• WHAT YOU WILL DO:
a. In the shop advice thread, which parts of a shed does samthedog call more critical than the floor for insulation?
b. Retype the part of the shop advice thread starting at "As my intro" and ending at "a bit pricey).".

* begin SELECTED EXCERPT *

# Advice on Shep's new shop



## ShepRCS (Jan 28, 2015)

Hi all

As my intro indicated I have not touched a lathe/mill since uni. However recently I've been thinking of getting back into it. Mainly because of my desire to build a scale rc heli but also to build little things that work. 

Anyway I've a long way to go and a lot to learn. Lathe choice aside I need somewhere to put it. (I'm thinking sc4 probably but a bit pricey). 

Inside the house is not an option. I don't have a garage so garden shed it is then. 

Now my shed as it currently stands is not good to keep any lathe in anything like good enough condition. So it will need some modification. It's a standard wooden shed with get roof

Those of you living in similar environments (London uk) with shops in the garden what have you done to them to keep your machines safe and happy?

I assume insulation of walls floor and roof is the key one but also maybe some level of heating?

I'm not going to be able to build an entirely fresh building just modify my existing standard wooden shed. 

My second question is how much space beyond the size of the machine is necessary. I'm guessing behind the machine not much but to right and left of the machine some breathing room is advisable. And then a space to stand?  

Any help will be much appreciated. 

shep.


----------



## samthedog (Jan 28, 2015)

G'day Shep. As far as insulation goes, the walls and ceiling are much more critical than the floor. As long as you seal the gaps between the walls and the floor and around the door, it will hold heat. Hot air rises so there will be a significant temperature difference between the floor and bench height which is fine. 

I have an insulated garage and have done nothing with the floor. There must be about 5 - 6 degrees diffrence between the ceiling and floor but have not noticed any rust on the machines in the 3 years they have been in the garage. Just as long as they are kept slightly warmer than ambient outside temps you won't get condensation.

Paul.


----------

* end SELECTED EXCERPT *
* begin EXTRACTED INFORMATION *

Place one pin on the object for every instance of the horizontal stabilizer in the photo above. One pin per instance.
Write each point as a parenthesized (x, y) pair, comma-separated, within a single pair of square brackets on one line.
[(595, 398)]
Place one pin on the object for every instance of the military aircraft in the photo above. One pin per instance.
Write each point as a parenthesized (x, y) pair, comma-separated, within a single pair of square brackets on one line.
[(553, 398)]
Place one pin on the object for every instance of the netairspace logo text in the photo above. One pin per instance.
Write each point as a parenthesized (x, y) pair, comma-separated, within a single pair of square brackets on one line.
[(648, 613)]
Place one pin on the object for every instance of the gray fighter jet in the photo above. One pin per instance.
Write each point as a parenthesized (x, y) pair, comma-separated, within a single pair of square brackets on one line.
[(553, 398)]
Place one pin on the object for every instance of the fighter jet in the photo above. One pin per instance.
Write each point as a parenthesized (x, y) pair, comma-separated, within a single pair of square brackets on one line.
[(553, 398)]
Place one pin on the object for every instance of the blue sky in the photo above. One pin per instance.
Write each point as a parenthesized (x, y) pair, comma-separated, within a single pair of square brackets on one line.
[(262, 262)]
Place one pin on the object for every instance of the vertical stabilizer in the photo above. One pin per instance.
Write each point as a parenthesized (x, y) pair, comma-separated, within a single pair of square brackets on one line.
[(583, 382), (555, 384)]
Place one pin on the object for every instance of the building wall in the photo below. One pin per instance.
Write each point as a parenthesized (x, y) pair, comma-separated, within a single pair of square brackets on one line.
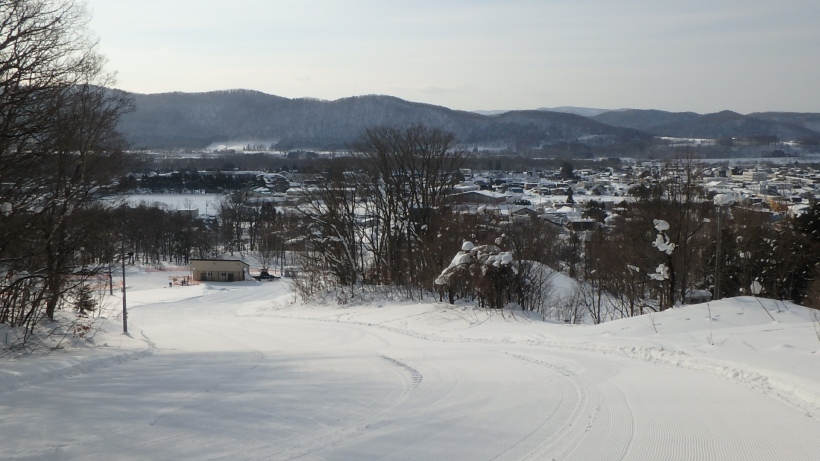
[(207, 270)]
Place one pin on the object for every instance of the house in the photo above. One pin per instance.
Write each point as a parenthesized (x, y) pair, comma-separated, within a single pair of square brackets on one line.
[(479, 196), (219, 270)]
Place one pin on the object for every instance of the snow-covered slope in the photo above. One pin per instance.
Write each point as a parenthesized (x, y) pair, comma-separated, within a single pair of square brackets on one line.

* end EXTRACTED INFORMATION *

• RESULTS FOR EACH TASK:
a. The walls and ceiling.

b.
As my intro indicated I have not touched a lathe/mill since uni. However recently I've been thinking of getting back into it. Mainly because of my desire to build a scale rc heli but also to build little things that work. 

Anyway I've a long way to go and a lot to learn. Lathe choice aside I need somewhere to put it. (I'm thinking sc4 probably but a bit pricey).